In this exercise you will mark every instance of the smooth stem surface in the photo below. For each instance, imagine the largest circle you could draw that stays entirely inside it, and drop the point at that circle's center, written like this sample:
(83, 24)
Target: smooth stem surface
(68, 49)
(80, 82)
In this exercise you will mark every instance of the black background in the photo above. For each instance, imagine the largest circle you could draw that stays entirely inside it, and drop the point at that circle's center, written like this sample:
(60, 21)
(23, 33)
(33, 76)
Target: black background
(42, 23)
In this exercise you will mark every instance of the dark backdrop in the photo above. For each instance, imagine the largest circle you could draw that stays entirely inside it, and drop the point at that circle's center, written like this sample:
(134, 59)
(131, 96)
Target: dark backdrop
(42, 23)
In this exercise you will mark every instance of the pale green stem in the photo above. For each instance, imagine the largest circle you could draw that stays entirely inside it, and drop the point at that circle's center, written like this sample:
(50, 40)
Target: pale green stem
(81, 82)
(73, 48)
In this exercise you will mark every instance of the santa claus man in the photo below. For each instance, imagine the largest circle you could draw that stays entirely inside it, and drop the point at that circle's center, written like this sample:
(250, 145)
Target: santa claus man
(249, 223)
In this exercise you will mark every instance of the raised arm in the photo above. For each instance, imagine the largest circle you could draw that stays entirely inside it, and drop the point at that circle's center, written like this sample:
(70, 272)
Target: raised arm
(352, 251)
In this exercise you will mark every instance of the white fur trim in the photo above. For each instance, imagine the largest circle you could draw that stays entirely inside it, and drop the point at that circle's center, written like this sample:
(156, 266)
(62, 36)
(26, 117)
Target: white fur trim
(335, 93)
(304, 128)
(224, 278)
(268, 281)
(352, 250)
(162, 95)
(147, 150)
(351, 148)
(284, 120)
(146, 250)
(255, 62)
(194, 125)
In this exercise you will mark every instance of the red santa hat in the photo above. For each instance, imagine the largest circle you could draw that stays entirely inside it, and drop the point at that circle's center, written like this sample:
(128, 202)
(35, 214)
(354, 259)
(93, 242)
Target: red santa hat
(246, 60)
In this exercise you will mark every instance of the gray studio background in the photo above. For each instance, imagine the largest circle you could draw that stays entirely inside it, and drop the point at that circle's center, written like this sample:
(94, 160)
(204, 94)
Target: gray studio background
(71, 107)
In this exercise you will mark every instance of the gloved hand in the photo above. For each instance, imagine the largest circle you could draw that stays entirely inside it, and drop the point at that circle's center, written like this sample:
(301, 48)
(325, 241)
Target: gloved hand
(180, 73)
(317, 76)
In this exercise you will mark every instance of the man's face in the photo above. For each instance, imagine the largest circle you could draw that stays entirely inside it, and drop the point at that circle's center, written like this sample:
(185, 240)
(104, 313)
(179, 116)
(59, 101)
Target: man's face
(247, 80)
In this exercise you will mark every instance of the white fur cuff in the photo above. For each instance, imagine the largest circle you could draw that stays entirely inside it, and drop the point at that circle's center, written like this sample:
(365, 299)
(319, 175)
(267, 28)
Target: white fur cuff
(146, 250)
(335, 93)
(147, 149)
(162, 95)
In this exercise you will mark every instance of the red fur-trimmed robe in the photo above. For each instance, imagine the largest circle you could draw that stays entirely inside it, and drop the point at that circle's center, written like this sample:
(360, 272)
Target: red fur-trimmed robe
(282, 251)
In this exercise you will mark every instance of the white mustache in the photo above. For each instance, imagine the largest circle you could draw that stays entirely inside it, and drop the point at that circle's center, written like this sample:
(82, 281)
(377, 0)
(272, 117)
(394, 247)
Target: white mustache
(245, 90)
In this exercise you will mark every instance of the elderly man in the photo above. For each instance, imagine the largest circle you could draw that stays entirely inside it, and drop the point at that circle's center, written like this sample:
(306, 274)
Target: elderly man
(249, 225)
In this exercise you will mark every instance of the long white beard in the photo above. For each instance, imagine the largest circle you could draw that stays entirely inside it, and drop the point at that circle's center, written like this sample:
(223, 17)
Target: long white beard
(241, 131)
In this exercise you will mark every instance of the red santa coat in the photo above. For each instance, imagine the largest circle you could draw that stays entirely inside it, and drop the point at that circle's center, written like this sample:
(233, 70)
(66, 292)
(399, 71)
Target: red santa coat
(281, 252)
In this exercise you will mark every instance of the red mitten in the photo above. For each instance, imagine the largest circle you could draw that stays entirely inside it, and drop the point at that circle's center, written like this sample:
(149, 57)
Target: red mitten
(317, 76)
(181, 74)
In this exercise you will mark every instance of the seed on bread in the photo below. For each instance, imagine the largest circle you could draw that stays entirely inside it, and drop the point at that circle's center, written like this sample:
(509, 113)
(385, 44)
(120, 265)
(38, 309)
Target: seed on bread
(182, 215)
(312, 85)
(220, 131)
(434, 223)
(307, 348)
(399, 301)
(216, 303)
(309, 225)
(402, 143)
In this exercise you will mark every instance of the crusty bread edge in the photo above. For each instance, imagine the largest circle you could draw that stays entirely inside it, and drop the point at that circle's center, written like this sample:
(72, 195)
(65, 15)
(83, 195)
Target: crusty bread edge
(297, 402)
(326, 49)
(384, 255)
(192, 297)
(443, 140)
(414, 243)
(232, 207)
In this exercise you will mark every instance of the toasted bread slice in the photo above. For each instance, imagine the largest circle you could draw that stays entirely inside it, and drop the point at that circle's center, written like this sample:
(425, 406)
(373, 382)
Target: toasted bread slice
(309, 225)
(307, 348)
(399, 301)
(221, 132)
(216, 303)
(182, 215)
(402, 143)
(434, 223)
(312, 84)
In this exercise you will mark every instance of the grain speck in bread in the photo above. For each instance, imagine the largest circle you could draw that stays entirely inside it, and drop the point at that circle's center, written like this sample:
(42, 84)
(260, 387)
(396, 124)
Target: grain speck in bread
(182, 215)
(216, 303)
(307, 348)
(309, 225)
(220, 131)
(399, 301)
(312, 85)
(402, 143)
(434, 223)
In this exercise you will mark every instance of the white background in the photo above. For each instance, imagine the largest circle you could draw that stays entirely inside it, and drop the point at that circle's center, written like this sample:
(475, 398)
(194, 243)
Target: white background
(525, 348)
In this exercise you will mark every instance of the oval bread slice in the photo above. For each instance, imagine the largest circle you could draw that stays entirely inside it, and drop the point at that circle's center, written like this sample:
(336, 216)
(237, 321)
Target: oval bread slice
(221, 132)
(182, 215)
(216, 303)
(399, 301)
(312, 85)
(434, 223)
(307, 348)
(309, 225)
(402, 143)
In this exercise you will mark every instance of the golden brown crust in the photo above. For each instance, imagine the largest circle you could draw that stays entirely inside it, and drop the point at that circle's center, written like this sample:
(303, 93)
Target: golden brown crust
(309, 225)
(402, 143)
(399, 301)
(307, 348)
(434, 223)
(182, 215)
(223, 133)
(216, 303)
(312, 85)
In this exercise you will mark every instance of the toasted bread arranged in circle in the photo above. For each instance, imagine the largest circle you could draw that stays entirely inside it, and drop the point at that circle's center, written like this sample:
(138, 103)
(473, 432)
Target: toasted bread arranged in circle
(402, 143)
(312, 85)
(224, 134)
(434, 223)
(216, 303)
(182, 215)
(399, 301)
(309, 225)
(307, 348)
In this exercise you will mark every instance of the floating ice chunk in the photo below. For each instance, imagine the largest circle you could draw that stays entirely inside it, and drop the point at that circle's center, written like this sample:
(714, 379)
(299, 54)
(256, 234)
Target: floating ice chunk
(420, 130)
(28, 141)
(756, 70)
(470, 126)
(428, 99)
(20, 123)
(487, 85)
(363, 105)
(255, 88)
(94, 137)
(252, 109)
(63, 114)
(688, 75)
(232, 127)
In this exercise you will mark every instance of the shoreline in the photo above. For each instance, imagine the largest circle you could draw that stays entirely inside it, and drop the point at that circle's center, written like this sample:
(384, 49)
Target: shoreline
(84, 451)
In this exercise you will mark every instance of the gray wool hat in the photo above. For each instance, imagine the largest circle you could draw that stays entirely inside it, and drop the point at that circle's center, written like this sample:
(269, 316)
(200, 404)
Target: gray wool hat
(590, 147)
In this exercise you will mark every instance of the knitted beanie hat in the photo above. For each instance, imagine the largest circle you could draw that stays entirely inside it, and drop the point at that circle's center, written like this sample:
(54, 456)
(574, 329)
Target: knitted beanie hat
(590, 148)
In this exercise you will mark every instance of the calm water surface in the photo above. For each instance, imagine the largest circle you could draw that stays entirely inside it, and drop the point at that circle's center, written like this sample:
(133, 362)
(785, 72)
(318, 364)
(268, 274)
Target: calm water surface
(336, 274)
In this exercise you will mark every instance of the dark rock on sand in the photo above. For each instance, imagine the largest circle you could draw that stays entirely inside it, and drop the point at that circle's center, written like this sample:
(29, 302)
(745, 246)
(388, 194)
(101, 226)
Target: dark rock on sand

TASK OBJECTIVE> The required output is the exact sequence of lines from the one containing "In this exercise you will mark every instance of the calm" through the end of the listing, both endpoints included.

RESULT OF THIS EXERCISE>
In this exercise you will mark every instance of the calm water surface in the photo above. For each instance, imagine the largest circle you could draw that stays entirely inside it, and drop the point at that circle's center, written like this sample:
(133, 362)
(785, 72)
(318, 364)
(268, 274)
Target: calm water surface
(336, 274)
In this exercise you will mark every instance of the dark rock on sand in the photo above. For each instance, imagine the largest circle you could draw that stays entirely inside it, and drop the point at that circle's center, written like this sample:
(29, 302)
(745, 246)
(388, 194)
(101, 226)
Target: dark rock on sand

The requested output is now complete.